EXCERPT PROVIDED -
________
From an PNG Image containing a transparent region and a colored region, I would like to generate a polygon with N sides (N being configurable) approximating the best possible edge of the image. I want this polygon to be defined by a series of vector.
For example, let consider the following image: + link to plus. I can manage to detect the edges of the image by counting, for each pixel, the number of transparent pixels around it. I get the following matrix:
0000000000000000
0000053335000000
0000030003000000
0000030003000000
0000020002000000
0533210001233500
0300000000000300
0300000000000300
0300000000000300
0533210001233500
0000020002000000
0000030003000000
0000030003000000
0000053335000000
0000000000000000
0000000000000000
I think, based on this matrix, I should be able to get the coordinate of all the corners and therefore get the vectors, but I cannot figure out how. In this case, I would like my program to return:
[7,2]->[11,2]
[11,2]->[11,6]
[11,6]->[15,6]
...
Do any of you have a suggestion or a link to do that?
Ultimately, I would also like the approximate angle other than 90 and 0, but that's really for a second stage.
I think you will find a number of tools in the CV toolkit can be of use to you. You'll do best to leverage these resources rather than roll your own solution.
The two features I think you'd be interested in extracting are edges and corners.
Edges, like what you were going for, can get you toward the outline of the shape. What you're probably not interested in right now are Edge Detection techniques. These will transform your image into a binary image of edge/space. Instead, you'll want to look into the Hough Transform which can give you end points for each of the lines in your image. If you are dealing with well defined, solid, straight lines as you seem to be, this should work quite well. You've tagged your question as Ruby so maybe you can take a look into OpenCV (OpenCV is written in C but there are ruby-opencv and javacv projects to bind). Here is the Hough Transform documentation for OpenCV. One thing you may find, however, is that the Hough transform doesn't give you lines which connect. This depends on the regularity/irregularity of the actual lines in your image. Because of this, you may need to manually connect the end points of the lines into a structure.
Corners, may work quite well for images such as the one you provided. The standard algorithm is Harris corner detection. Similar to the Hough transform, you can use this technique to return the 'most significant' features in the image. This technique is known for giving consistent results, even for different images of the same thing. As such, it's often used for pattern recognition and the like. However, if your images are as simple as the one provided, you may well be able to extract all of the shape's corners in this manner. Getting the shape of the image would then just be a matter of connecting the points in a meaningful way given your predefined N sides.
You should definitely play with both of these feature spaces and see how they work, and you could probably use both in concert for better results.
________
Raw records

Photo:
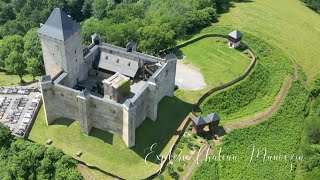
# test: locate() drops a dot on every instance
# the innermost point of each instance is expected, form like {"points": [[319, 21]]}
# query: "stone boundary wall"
{"points": [[33, 119]]}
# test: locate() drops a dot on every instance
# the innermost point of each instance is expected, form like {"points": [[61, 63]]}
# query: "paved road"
{"points": [[30, 97]]}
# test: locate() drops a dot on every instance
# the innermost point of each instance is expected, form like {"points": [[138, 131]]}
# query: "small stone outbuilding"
{"points": [[211, 120], [234, 39]]}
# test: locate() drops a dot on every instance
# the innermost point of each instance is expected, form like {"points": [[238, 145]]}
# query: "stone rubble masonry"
{"points": [[65, 66]]}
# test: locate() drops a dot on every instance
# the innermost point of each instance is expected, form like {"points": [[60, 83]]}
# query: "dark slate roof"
{"points": [[84, 94], [118, 64], [59, 25], [212, 117], [45, 79], [128, 104], [199, 121], [235, 34], [131, 44], [95, 36]]}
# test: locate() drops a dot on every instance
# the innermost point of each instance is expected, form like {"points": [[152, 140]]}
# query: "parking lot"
{"points": [[18, 107]]}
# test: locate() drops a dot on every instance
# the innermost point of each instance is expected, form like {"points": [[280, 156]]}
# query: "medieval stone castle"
{"points": [[103, 86]]}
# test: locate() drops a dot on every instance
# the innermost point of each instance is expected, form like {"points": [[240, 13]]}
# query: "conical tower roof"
{"points": [[59, 25]]}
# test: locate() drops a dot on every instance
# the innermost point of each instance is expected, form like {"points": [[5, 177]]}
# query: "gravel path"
{"points": [[251, 121]]}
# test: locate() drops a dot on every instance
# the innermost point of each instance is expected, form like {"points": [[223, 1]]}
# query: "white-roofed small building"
{"points": [[102, 86], [234, 39]]}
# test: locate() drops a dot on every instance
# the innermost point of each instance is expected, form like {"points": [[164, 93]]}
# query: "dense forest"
{"points": [[313, 4], [154, 24], [21, 159]]}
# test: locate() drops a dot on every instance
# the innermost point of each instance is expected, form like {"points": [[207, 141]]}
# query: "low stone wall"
{"points": [[183, 127], [218, 88], [33, 119]]}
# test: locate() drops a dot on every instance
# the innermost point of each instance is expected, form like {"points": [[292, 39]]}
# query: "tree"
{"points": [[99, 8], [154, 38], [34, 67], [32, 45], [15, 64], [9, 44], [5, 135], [87, 9], [6, 12]]}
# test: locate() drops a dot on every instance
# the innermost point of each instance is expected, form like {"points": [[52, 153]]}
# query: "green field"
{"points": [[217, 62], [11, 80], [286, 23], [258, 90], [280, 135], [108, 151]]}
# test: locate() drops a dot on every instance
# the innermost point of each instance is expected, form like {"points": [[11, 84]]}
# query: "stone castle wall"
{"points": [[61, 101]]}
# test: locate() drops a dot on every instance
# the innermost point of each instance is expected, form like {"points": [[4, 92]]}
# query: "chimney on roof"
{"points": [[131, 46]]}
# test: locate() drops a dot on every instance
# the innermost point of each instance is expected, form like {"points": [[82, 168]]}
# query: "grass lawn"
{"points": [[108, 151], [10, 80], [286, 23], [217, 62]]}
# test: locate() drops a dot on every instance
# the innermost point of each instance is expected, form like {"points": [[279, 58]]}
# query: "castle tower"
{"points": [[61, 43]]}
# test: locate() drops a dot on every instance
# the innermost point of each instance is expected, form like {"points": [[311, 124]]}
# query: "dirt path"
{"points": [[195, 164], [84, 173], [271, 110], [250, 121]]}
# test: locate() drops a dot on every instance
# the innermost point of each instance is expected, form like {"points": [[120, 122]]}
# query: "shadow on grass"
{"points": [[103, 135], [171, 113], [62, 121]]}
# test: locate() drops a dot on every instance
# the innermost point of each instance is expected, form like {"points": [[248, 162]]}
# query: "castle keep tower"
{"points": [[61, 43]]}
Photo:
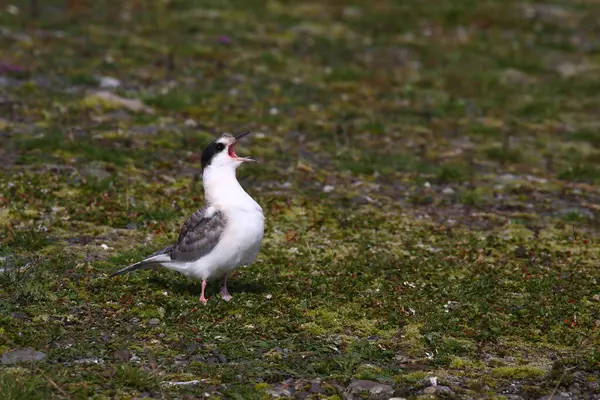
________
TASKS TO CARRY OUT -
**a)** Rewrite the paragraph of the thread on tracing image edges that begins "Corners, may work quite well" as a short bulleted list that keeps its main facts.
**b)** Revise the part of the thread on tracing image edges starting at "Do any of you" and ending at "your own solution.", replacing "CV toolkit" with "image processing toolkit".
The rows shown here were taken from a separate source.

WRITTEN RESPONSES -
**a)**
- Corner detection may work well for simple images like the one provided.
- The standard algorithm is Harris corner detection.
- Like the Hough transform, it returns the most significant features in an image.
- It gives consistent results, even for different images of the same thing, so it is often used for pattern recognition.
- For images this simple, it may extract all of the shape's corners.
- The shape can then be built by connecting those points in a meaningful way, given the predefined N sides.

**b)**
Do any of you have a suggestion or a link to do that?
Ultimately, I would also like the approximate angle other than 90 and 0, but that's really for a second stage.
I think you will find a number of tools in the image processing toolkit can be of use to you. You'll do best to leverage these resources rather than roll your own solution.